DOCUMENT EXTRACT>
** start **
Master MySQL – Page 2 – Blog of Morgan Tocker

Plan to deprecate PROCEDURE ANALYSE

In the MySQL team, we have been refactoring the SQL parser to be more maintainable. Gleb Shchepa lists the goals of this project in more details on the MySQL Server Team blog.

As part of this, we have identified the feature PROCEDURE ANALYSE as something that we would like to deprecate. For added context, here is a demonstration:

mysql> SELECT * FROM City procedure analyse()\G
*************************** 1. row ***************************
             Field_name: world.city.ID
              Min_value: 1
              Max_value: 4079
             Min_length: 1
             Max_length: 4
       Empties_or_zeros: 0
                  Nulls: 0
Avg_value_or_avg_length: 2040.0000
                    Std: 1177.5058
      Optimal_fieldtype: SMALLINT(4) UNSIGNED NOT NULL
*************************** 2. row ***************************
             Field_name: world.city.Name
              Min_value: A Coruña (La Coruña)
** end **
TASKS>
a - Write out the MySQL blog post word for word, starting with "In the MySQL" and going on through "Server Team blog.".
b - Convert the records below into a JSON list of strings with one string per line, leaving out any blank lines.

Coordinate annotation records:
** start **
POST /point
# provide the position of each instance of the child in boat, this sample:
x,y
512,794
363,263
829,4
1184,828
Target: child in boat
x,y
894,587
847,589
** end **
TASK SOLUTIONS>
a -
In the MySQL team, we have been refactoring the SQL parser to be more maintainable. Gleb Shchepa lists the goals of this project in more details on the MySQL Server Team blog.

b -
[
  "POST /point",
  "# provide the position of each instance of the child in boat, this sample:",
  "x,y",
  "512,794",
  "363,263",
  "829,4",
  "1184,828",
  "Target: child in boat",
  "x,y",
  "894,587",
  "847,589"
]